(Stored data entries)

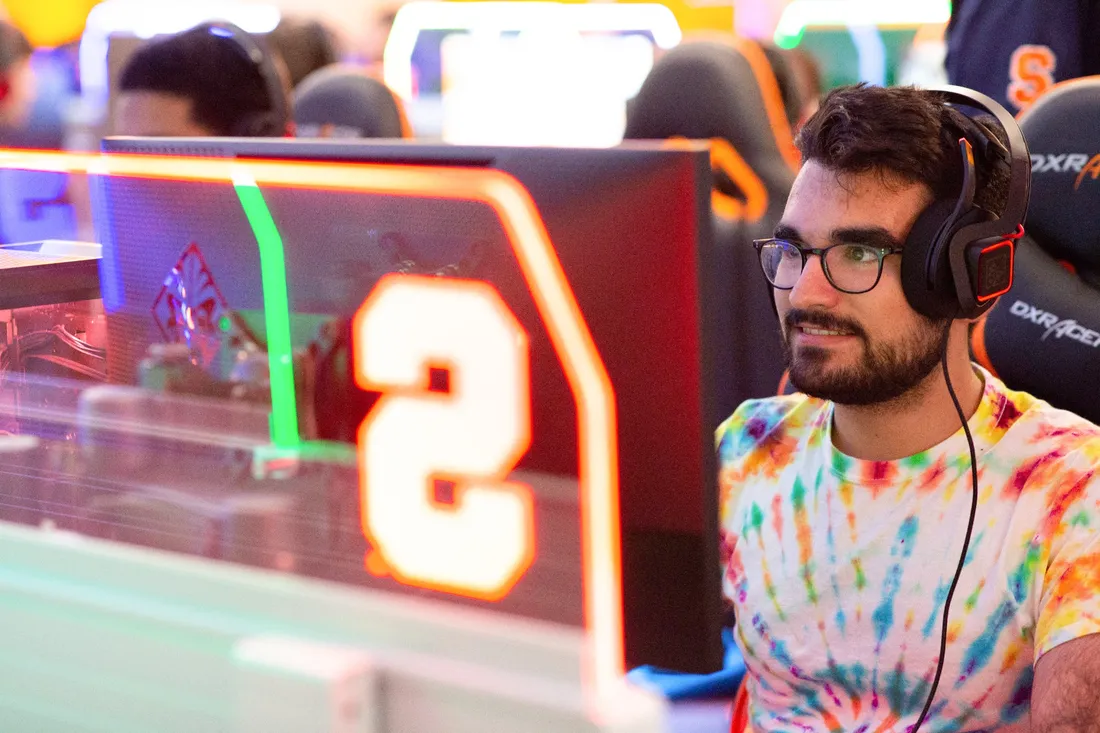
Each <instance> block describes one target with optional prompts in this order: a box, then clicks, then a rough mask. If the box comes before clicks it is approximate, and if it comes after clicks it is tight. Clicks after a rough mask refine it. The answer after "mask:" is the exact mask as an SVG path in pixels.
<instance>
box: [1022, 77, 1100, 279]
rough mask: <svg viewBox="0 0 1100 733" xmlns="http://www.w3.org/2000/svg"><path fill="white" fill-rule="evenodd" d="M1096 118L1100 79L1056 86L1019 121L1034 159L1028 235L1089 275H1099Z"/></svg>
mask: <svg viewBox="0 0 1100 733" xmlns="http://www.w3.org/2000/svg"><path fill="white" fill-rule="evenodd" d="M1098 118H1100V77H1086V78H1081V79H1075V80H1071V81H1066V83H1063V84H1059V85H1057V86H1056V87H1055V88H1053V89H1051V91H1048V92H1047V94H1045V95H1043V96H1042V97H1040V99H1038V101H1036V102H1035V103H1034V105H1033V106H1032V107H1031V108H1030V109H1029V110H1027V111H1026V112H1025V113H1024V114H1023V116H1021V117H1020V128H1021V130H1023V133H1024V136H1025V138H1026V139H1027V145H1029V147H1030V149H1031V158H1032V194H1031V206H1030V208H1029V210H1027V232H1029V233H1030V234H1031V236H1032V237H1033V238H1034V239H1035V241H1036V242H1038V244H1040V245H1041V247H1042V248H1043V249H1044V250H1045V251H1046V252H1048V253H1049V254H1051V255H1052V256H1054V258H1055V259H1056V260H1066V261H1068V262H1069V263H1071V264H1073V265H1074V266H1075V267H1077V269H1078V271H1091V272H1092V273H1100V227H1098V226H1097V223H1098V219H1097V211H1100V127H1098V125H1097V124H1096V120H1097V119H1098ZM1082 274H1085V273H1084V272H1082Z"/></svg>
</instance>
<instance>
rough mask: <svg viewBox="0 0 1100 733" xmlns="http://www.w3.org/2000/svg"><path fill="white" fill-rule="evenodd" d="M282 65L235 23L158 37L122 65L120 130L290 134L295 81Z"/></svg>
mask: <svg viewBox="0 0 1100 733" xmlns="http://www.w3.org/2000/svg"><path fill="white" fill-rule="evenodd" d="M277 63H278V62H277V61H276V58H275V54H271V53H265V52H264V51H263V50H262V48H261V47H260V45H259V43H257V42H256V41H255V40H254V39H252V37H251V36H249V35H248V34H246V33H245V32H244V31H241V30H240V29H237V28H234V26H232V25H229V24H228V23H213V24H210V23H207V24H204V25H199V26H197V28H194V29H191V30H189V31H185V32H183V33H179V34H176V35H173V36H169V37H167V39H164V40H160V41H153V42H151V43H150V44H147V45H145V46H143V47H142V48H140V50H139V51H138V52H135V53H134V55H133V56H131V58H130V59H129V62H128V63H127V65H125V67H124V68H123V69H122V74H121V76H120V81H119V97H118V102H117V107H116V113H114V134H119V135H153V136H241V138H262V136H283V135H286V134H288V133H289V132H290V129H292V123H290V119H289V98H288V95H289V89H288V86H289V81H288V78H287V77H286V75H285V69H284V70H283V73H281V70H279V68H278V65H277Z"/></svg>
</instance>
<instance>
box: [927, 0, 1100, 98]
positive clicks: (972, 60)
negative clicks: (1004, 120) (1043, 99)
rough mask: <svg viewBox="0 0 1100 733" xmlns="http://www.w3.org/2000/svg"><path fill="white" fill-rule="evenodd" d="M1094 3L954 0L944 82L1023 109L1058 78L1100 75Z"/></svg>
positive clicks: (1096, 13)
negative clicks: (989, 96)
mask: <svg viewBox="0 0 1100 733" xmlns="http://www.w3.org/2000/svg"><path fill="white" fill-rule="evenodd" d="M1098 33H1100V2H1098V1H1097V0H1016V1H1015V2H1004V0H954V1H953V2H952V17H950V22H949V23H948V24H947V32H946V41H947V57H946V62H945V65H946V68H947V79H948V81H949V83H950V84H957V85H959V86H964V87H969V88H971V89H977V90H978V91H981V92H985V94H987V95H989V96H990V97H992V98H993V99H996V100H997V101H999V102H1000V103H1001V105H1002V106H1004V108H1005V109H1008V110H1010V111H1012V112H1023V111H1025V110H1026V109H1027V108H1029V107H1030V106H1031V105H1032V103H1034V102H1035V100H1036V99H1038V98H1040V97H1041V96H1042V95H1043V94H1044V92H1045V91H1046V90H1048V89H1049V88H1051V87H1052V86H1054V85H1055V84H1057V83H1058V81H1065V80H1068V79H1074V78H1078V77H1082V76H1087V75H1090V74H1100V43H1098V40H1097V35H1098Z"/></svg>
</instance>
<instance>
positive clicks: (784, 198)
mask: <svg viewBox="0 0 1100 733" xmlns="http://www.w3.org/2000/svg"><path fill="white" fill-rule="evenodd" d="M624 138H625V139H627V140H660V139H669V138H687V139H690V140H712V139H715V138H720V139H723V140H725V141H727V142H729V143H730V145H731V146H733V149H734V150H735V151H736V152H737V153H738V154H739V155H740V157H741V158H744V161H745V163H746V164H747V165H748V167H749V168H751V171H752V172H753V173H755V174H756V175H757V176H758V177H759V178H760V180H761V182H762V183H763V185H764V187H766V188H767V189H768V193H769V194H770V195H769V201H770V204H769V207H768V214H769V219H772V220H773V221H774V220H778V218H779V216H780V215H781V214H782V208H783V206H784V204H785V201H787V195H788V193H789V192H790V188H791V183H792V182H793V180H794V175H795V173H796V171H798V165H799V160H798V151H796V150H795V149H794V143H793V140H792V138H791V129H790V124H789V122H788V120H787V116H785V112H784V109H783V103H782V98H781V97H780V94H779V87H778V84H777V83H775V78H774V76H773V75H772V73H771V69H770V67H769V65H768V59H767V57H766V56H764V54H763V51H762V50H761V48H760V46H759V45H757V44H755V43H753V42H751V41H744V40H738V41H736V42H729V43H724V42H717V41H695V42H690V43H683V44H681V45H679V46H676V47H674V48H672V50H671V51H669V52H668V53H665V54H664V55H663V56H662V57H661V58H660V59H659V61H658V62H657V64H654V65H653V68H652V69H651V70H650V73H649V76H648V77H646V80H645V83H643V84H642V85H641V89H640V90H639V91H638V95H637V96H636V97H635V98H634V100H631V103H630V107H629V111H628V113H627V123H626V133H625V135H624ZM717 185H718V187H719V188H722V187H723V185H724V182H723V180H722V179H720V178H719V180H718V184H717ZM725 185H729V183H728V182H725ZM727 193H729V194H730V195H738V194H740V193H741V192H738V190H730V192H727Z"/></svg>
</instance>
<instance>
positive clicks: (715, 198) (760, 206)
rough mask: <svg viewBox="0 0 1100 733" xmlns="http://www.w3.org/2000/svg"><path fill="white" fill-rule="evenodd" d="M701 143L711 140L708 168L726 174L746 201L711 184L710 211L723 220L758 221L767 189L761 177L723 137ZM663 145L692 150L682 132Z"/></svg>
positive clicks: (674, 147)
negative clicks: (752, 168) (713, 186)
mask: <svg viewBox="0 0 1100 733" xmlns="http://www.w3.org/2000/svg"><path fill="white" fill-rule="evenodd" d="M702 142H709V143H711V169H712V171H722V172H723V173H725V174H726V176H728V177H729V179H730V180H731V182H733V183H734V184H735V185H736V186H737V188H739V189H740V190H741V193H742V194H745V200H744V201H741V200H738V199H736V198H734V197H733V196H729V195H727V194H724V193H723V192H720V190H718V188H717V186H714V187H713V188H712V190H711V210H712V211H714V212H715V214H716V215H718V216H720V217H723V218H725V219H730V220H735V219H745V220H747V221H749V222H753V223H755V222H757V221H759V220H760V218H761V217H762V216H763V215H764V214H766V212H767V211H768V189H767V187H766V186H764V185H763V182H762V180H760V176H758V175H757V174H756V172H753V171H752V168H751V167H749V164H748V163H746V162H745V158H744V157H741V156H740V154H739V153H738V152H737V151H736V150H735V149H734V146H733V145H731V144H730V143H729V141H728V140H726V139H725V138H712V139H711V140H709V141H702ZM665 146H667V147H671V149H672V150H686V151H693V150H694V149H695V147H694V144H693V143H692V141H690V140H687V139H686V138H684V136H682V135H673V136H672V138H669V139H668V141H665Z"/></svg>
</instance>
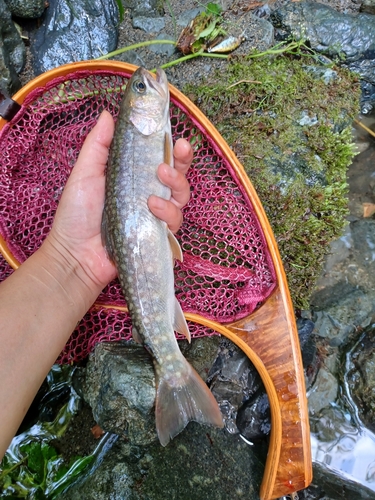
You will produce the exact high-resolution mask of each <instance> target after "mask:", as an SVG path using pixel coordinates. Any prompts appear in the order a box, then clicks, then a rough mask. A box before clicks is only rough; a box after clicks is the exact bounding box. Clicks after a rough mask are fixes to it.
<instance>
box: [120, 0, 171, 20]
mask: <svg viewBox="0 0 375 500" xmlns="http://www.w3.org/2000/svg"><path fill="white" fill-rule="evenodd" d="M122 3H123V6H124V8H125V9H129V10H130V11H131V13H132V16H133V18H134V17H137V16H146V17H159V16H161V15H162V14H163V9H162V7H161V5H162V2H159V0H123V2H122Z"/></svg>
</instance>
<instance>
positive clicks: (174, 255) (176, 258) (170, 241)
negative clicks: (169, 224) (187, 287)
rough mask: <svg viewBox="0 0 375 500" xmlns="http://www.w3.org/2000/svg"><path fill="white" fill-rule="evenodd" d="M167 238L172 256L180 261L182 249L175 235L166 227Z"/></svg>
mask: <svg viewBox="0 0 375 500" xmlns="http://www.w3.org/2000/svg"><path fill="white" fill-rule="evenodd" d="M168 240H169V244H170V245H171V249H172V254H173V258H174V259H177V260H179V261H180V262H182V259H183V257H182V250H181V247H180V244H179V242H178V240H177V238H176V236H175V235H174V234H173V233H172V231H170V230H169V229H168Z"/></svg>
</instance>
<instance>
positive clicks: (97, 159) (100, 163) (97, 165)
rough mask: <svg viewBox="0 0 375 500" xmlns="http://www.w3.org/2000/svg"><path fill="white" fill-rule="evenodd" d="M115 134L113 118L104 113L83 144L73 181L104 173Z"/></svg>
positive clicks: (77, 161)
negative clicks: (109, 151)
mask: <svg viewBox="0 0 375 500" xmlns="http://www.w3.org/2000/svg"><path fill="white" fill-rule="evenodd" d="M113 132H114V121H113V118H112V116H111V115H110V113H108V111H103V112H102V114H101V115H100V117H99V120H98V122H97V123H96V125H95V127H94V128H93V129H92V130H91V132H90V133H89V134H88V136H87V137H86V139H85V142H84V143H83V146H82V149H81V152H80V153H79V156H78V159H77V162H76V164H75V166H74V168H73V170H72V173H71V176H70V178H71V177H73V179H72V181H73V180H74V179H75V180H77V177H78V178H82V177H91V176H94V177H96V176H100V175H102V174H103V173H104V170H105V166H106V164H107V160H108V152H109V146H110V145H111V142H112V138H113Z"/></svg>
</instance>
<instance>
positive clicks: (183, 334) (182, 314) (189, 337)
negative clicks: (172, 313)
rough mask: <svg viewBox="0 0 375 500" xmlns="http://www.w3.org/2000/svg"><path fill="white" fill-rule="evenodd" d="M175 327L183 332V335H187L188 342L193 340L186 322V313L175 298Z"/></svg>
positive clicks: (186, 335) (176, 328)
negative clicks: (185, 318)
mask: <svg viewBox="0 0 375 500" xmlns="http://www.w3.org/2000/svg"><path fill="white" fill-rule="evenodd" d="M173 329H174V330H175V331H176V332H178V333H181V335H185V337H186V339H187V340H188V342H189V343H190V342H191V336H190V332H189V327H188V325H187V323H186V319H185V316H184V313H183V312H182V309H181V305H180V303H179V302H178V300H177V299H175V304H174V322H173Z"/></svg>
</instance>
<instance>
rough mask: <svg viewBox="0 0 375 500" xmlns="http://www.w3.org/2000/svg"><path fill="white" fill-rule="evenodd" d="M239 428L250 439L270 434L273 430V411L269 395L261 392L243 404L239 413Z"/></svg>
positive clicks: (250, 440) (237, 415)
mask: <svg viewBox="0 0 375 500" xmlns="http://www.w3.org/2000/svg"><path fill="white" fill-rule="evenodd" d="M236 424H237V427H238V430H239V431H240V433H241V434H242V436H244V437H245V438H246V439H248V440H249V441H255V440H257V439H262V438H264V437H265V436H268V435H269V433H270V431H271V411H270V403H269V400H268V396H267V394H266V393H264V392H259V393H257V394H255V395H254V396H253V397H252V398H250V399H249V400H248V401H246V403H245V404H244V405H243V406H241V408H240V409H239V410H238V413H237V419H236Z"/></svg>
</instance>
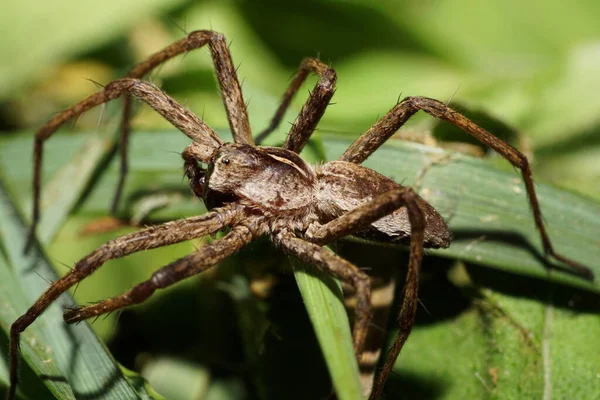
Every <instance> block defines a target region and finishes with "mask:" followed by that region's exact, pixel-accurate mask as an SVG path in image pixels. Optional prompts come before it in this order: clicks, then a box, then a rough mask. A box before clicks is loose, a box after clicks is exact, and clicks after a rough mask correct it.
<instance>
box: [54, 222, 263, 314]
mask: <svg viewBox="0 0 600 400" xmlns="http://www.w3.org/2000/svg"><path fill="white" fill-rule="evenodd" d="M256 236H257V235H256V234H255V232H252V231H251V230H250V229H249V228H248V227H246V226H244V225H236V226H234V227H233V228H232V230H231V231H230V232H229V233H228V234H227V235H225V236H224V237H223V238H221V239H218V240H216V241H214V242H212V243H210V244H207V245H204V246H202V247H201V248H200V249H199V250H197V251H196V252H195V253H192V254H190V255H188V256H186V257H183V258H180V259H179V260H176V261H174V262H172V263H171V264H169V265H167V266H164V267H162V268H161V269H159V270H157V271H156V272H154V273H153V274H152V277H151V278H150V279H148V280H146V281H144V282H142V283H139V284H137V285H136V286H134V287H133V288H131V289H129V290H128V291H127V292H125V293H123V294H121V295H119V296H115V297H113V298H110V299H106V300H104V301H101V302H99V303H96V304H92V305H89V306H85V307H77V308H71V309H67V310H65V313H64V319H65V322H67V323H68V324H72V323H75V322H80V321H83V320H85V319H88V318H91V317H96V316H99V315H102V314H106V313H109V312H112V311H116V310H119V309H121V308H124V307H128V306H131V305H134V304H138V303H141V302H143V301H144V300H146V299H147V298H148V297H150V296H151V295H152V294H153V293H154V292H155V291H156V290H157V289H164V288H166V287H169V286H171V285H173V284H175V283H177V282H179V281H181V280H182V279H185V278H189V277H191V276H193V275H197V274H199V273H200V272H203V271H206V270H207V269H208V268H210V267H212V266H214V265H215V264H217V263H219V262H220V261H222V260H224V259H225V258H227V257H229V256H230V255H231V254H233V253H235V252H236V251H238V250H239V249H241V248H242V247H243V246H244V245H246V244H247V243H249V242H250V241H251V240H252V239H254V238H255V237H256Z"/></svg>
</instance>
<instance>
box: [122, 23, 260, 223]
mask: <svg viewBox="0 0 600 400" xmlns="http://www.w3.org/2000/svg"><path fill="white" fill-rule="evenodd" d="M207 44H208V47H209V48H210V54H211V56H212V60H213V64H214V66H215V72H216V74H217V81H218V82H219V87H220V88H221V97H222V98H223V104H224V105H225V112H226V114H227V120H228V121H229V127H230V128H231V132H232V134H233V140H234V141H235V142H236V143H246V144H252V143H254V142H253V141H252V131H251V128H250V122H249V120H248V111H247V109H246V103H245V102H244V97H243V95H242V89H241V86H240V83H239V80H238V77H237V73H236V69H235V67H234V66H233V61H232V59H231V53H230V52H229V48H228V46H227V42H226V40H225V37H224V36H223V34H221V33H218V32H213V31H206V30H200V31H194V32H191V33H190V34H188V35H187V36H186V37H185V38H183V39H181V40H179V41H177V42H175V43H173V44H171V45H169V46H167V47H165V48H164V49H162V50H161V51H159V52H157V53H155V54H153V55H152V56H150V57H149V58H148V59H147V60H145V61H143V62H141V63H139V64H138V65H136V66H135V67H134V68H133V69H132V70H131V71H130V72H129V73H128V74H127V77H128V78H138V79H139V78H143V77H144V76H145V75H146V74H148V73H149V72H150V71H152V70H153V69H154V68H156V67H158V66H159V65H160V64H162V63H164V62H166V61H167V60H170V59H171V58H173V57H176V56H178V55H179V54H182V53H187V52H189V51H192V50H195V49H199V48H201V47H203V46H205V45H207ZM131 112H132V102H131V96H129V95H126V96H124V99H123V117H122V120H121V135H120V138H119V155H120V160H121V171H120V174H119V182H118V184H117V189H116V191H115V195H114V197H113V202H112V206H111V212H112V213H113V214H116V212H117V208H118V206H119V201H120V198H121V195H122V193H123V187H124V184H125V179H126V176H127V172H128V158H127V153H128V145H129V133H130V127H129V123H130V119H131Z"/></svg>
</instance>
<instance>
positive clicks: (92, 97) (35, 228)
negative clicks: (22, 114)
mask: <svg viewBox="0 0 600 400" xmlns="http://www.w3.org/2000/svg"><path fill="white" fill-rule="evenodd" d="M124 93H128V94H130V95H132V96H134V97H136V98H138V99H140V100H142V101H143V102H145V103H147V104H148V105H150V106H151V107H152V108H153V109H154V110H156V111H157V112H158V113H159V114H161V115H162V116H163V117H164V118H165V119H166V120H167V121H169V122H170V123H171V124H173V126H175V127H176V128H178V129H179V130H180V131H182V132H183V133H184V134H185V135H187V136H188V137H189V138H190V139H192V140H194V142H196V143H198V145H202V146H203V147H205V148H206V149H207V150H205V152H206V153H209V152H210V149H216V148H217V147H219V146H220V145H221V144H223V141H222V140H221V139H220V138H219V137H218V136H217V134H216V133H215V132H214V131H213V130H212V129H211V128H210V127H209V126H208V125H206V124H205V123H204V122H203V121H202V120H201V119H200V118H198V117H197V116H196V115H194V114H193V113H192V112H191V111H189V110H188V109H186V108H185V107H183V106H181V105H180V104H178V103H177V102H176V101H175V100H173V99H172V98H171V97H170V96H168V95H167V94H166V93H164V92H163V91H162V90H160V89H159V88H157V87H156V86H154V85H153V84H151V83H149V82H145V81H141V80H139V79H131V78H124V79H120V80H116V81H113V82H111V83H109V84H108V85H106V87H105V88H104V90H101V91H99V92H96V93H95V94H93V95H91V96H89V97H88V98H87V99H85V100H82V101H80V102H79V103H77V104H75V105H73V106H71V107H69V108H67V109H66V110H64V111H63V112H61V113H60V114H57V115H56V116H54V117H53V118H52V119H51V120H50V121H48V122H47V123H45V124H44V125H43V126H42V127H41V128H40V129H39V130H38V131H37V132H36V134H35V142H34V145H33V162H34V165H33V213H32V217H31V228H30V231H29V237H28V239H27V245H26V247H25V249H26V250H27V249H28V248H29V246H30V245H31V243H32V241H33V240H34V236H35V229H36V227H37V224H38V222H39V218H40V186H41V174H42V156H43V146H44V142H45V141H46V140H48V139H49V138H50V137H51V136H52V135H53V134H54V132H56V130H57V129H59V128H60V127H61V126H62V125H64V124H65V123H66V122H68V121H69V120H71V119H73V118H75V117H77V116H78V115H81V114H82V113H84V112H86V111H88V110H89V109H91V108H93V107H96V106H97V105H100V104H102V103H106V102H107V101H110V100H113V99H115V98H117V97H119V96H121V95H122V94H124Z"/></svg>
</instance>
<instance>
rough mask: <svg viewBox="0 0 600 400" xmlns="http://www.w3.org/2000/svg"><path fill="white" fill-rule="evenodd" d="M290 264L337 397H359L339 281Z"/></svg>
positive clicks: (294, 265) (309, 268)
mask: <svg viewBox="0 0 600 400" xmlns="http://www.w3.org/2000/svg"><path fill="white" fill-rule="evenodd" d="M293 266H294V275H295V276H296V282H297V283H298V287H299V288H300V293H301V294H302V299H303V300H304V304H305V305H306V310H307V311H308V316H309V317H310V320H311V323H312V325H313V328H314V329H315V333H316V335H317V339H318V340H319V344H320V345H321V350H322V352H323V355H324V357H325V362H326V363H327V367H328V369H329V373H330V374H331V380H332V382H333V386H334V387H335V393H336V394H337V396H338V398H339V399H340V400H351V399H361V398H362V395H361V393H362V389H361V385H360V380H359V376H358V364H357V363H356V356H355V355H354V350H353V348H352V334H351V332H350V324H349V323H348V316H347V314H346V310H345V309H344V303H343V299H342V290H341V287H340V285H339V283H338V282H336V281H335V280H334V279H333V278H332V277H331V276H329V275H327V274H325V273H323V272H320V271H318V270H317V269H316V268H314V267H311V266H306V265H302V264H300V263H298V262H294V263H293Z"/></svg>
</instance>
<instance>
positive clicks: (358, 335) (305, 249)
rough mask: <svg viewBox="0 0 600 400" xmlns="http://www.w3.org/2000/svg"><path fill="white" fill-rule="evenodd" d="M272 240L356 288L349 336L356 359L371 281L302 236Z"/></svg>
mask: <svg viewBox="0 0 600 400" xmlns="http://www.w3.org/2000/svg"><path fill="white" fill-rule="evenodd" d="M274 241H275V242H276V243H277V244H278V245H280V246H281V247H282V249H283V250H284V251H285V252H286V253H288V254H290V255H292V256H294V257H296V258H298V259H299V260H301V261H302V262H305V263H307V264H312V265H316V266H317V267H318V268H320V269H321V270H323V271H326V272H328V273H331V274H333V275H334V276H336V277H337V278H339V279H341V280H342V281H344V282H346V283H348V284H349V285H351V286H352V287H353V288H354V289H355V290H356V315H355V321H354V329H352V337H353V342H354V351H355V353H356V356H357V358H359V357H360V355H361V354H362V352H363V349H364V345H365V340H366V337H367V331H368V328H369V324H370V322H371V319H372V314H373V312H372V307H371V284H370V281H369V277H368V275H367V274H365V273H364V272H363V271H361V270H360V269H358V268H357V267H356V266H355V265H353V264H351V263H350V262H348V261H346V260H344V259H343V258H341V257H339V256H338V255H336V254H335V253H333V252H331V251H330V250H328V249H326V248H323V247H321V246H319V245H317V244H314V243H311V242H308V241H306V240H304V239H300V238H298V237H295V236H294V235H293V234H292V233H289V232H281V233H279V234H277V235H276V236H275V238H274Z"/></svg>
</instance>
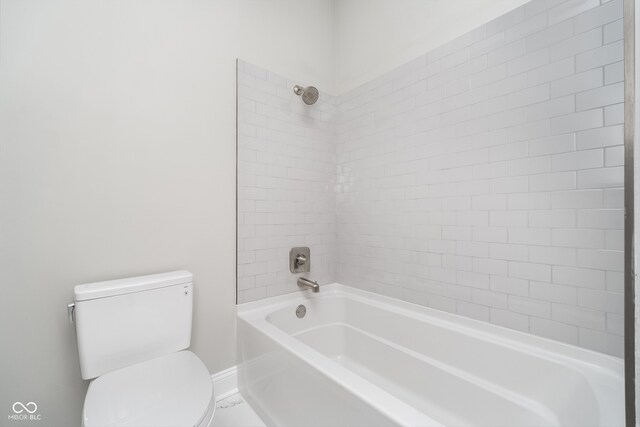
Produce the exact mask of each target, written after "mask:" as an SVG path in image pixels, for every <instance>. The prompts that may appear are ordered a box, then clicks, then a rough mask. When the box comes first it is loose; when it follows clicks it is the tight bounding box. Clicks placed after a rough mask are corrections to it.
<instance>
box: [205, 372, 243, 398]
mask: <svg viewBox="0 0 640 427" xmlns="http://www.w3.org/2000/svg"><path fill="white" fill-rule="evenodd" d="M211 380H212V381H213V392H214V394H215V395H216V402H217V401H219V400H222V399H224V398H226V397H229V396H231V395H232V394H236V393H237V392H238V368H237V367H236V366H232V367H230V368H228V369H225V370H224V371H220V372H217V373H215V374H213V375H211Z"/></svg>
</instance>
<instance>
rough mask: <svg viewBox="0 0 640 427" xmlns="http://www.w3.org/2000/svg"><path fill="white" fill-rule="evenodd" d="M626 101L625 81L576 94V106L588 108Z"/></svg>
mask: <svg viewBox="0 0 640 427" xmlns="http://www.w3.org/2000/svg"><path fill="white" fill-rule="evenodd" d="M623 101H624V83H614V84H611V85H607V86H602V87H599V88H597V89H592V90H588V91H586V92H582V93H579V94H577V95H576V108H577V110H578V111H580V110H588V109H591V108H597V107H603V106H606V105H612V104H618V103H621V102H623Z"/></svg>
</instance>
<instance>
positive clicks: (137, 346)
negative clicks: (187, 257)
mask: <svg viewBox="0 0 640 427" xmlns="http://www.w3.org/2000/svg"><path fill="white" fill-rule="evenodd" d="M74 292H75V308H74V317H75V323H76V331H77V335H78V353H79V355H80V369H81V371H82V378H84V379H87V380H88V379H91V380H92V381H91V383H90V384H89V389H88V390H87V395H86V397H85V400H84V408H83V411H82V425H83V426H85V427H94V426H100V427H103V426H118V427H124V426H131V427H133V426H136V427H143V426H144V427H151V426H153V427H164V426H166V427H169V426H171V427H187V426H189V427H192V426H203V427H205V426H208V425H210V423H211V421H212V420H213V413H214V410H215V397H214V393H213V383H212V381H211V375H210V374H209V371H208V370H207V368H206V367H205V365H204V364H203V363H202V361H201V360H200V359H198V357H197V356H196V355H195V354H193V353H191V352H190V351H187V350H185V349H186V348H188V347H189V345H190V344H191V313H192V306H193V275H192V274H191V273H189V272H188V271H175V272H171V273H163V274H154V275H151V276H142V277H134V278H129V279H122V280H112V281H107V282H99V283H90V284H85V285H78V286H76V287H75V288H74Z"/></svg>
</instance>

▶ _Activity_:
Count the lines in the material above that contain the string "loose". Reply with the number only.

▶ _Task result_:
2